» **Selected passage**:
Yet in the end, after much indecision by the VA, the agency approved just $10 million of cuts.
These and other details are laid out in Tuesday’s 17-page ruling by a federal board of appeals that took construction contractor Kiewit-Turner’s side in a dispute with the VA over the project’s rising cost.
Kiewit-Turner claims that design changes and VA mismanagement pushed the project’s cost from the $600 million estimated in 2010 to more than $1 billion.
The U.S. Civilian Board of Contract Appeals ruled that the VA breached its contract with Kiewit-Turner. The company halted work and says it will walk away from the much-delayed project.
The VA had made efforts to force the design firms — Skidmore Owings & Merrill, S.A. Miro, Cator Ruma and H+L Architects — to modify the design and accused them of misleading the VA in “delivering a project way above the design cost.”
VA officials complained the architect-engineering team “placed an over-emphasis on aesthetics, had produced an unnecessarily complex design, did not believe that a budget problem existed, and was often uncooperative with the agency,” said court documents.

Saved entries
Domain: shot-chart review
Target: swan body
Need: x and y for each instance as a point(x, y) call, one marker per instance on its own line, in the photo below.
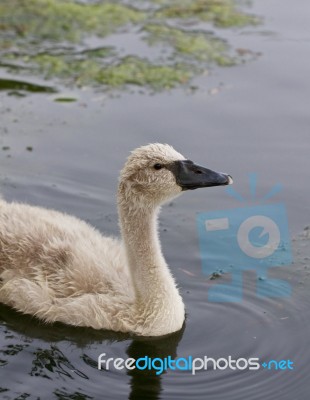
point(59, 268)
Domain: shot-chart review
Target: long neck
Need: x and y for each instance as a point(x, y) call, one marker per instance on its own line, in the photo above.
point(150, 274)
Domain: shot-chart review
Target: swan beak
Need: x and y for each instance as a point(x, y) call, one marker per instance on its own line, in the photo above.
point(192, 176)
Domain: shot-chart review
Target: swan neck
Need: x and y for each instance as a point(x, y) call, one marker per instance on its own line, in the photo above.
point(148, 269)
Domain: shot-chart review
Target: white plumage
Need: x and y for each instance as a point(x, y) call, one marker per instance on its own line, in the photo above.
point(59, 268)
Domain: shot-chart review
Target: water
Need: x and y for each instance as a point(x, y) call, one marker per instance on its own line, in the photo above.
point(251, 118)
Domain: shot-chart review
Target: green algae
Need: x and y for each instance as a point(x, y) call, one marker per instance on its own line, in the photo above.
point(64, 20)
point(50, 39)
point(127, 71)
point(199, 45)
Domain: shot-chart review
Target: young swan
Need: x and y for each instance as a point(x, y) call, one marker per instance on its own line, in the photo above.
point(59, 268)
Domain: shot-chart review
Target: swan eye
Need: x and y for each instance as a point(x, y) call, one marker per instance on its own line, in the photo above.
point(158, 166)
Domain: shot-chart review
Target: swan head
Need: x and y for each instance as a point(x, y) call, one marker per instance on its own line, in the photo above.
point(156, 173)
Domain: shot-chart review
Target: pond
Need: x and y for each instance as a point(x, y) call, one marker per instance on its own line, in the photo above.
point(233, 96)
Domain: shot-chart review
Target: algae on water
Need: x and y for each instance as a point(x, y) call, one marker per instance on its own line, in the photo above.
point(71, 42)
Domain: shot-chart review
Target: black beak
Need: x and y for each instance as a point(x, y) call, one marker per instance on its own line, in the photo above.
point(192, 176)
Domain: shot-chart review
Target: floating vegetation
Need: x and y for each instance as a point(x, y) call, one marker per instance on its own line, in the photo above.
point(54, 39)
point(196, 45)
point(222, 13)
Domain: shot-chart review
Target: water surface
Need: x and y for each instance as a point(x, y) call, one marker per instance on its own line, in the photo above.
point(250, 118)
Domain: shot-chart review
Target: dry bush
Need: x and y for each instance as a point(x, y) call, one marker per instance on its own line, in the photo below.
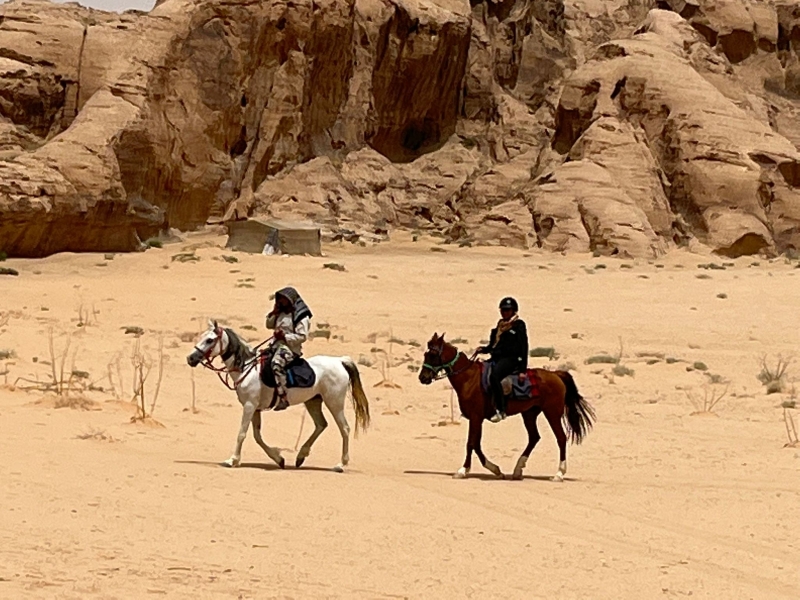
point(387, 362)
point(712, 396)
point(86, 316)
point(791, 429)
point(143, 365)
point(774, 378)
point(66, 383)
point(96, 434)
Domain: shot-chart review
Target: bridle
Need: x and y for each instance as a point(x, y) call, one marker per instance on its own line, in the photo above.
point(225, 375)
point(441, 371)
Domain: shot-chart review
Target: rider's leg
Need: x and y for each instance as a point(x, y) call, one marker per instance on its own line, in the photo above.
point(282, 357)
point(500, 370)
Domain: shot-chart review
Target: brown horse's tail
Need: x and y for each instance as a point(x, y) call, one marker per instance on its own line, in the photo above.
point(578, 413)
point(360, 402)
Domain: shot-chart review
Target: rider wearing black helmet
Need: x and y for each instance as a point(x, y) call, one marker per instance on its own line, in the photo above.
point(508, 347)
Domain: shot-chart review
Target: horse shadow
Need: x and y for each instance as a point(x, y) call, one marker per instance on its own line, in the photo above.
point(489, 476)
point(259, 466)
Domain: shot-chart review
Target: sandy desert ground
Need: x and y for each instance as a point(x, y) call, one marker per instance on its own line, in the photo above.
point(659, 503)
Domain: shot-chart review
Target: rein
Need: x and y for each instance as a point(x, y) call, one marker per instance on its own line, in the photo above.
point(226, 375)
point(440, 371)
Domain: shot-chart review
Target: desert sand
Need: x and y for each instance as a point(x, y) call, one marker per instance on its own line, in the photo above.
point(658, 502)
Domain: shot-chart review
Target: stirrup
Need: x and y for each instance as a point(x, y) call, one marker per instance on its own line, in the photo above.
point(282, 403)
point(497, 417)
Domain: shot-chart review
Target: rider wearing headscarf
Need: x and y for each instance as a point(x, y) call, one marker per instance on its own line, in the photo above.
point(508, 347)
point(290, 320)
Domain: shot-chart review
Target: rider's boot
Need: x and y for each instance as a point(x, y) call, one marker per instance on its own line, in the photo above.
point(500, 410)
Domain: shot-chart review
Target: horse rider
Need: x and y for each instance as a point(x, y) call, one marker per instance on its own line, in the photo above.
point(508, 347)
point(290, 320)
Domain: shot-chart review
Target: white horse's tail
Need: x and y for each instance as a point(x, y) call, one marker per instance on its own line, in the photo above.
point(360, 402)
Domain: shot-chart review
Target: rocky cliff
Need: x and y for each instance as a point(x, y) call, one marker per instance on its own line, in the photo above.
point(576, 125)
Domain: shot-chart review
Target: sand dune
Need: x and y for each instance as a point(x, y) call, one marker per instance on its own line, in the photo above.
point(658, 502)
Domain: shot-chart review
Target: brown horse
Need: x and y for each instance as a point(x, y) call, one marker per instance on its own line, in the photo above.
point(558, 399)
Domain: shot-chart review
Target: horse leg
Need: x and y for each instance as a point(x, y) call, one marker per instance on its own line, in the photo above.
point(314, 408)
point(475, 432)
point(248, 410)
point(273, 453)
point(554, 418)
point(463, 471)
point(344, 428)
point(529, 417)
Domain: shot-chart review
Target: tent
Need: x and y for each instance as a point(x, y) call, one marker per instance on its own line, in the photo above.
point(285, 237)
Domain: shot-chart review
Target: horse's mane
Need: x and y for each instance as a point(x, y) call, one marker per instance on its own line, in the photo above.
point(241, 350)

» **Exercise tasks**:
**1)** From the passage on the VA construction dispute, extract the stretch from "Yet in the end, after" through "than $1 billion." word for word.
**2)** Answer these questions from the passage on the VA construction dispute:
(a) How much in cuts did the VA approve in the end?
(b) Which board ruled that the VA breached its contract with Kiewit-Turner?
(c) What was the project's estimated cost in 2010?
**3)** Continue the passage on the VA construction dispute, starting after its last sentence.

» **Results by task**:
**1)**
Yet in the end, after much indecision by the VA, the agency approved just $10 million of cuts.
These and other details are laid out in Tuesday’s 17-page ruling by a federal board of appeals that took construction contractor Kiewit-Turner’s side in a dispute with the VA over the project’s rising cost.
Kiewit-Turner claims that design changes and VA mismanagement pushed the project’s cost from the $600 million estimated in 2010 to more than $1 billion.

**2)**
(a) $10 million
(b) The U.S. Civilian Board of Contract Appeals
(c) $600 million

**3)**
The design team asked to end its contract, but the VA refused, saying redesign within “funding limitation” was required by the contract.
Yet the VA at times “acted in contradictory fashion,” court records state. After telling the architecture-engineering team to redesign the project, the VA told the construction contractor to proceed with current drawings. In response, the construction contractor said the VA “is quickly creating a massive funding issue on this project.”
Soon after the “blue ocean” meeting, officials at VA headquarters grew concerned. In an e-mail, one executive referenced a letter the VA previously sent to the design firms about being over budget. “Can we get a copy of that letter so we can see the context before we all go to the roof and jump?” he asked.
The projected cost of the hospital grew nearly every time it was calculated after the signing of the 2010 contract.
In January 2012, the project was considered about $57 million over budget, which had been set at $582 million. By March that year, Kiewit-Turner warned the cost was trending above $700 million. Then it climbed to $712 million.
Kiewit said subcontractors weren’t being paid in a timely fashion because of the VA’s mismanagement of the project. Prospective subcontractors began avoiding the project and those that did increased their bid amounts because of the risks.
“The bad name of this project is on the street. No one wants to bid on this project,” a VA resident engineer wrote in December 2012, according to filings.
Even now the cost of construction is unclear, the board of appeals wrote.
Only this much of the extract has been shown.